Read the data and repeat all of it exactly.

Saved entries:
------------

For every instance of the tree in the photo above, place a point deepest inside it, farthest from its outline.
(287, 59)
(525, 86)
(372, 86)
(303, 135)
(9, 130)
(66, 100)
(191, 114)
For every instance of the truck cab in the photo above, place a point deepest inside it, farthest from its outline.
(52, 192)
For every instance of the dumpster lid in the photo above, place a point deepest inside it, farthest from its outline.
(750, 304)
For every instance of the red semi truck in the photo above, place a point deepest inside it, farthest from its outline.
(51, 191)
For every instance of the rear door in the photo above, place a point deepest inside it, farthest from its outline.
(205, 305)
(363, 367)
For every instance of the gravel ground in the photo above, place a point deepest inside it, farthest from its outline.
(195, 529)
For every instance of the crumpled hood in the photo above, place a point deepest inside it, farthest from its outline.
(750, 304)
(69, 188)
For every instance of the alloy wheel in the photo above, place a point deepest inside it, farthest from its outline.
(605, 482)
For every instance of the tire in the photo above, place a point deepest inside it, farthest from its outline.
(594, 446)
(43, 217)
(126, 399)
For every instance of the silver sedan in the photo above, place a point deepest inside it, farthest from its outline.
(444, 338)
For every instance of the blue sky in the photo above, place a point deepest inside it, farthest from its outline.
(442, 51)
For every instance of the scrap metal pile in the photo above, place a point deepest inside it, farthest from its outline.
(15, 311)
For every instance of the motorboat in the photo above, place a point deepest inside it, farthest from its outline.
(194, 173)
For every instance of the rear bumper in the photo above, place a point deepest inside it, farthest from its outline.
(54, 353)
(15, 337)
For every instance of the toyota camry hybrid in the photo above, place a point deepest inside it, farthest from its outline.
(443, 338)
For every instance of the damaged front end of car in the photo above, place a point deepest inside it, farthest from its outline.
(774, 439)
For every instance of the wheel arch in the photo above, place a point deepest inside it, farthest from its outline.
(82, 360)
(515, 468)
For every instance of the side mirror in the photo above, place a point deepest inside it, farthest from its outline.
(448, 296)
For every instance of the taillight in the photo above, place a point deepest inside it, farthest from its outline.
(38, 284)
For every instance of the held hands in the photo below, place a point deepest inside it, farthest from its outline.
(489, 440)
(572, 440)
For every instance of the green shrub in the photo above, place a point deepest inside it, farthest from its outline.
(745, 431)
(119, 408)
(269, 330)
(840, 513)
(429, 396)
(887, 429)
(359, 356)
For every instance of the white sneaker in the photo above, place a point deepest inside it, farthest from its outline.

------------

__Written solution__:
For every instance of the tree in the photo above, place a point deepest inside it, farthest from its outline.
(287, 59)
(525, 86)
(372, 86)
(303, 135)
(9, 130)
(66, 100)
(191, 114)
For every instance of the truck cab in the photo above, place a point deepest inside it, farthest from its outline.
(52, 192)
For every instance of the dumpster lid in the photo above, place a point deepest inside it, farthest from its outline.
(750, 304)
For every instance of the red semi truck in the photo above, place a point deepest inside it, farthest from its outline.
(51, 191)
For every instance of the rear door in the photo above, place a point deepest inside it, farthest from its outline.
(205, 305)
(363, 367)
For every instance of the gravel ground in the photo above, place a point deepest inside it, farthest from its outline.
(195, 529)
For every instance of the crumpled hood in the photo above, place a point deepest inside it, farthest from its outline.
(750, 304)
(69, 188)
For every instance of the alloy wheel in the photo above, place a point deepest inside it, farthest from its outline.
(605, 482)
For every instance of the tire in the photo above, place a point deepest inside it, farthest from its outline.
(594, 446)
(43, 217)
(126, 399)
For every instance of the silver sedan in the photo above, place a point deepest inside it, farthest from its outline.
(444, 338)
For every instance of the blue sky in the photo above, place a point deepest inside it, farthest from its outline.
(442, 51)
For every instance of the scrap metal pile in the photo above, place a point deepest inside it, farthest from its outline.
(15, 311)
For every instance of the motorboat in the photo above, place a point deepest inside it, farthest from its outline.
(194, 173)
For every instance of the rear bumper in the photo above, place a point deepest inside it, farthest from its outline.
(54, 353)
(15, 337)
For every instance of the toyota camry hybrid in the photo above, place a point deepest inside it, farthest from its outline.
(443, 338)
For every instance of the damaged front end of car in the photo above, place a point deepest inside it, farthest from its outline.
(774, 439)
For every instance of the wheel arch in the photo above, place a point deepest inside it, farthest from its outline.
(82, 360)
(515, 468)
For every instance of the side mirror in the photo above, place a point deepest inside it, farthest from its outline.
(448, 296)
For every instance of the taillight in the photo above, place a point deepest inside it, farthest from its outline.
(38, 284)
For every instance of the held hands in the photo below, place a point deepest inside it, farthest from its outline.
(489, 440)
(572, 440)
For every instance of the green shrub in the photo above, place a point deepest inside it, farthest from its outline.
(745, 431)
(119, 408)
(269, 330)
(840, 513)
(429, 396)
(887, 429)
(359, 356)
For every instance of the white sneaker in the photo above, place a point deepest inside it, farthest from its outline.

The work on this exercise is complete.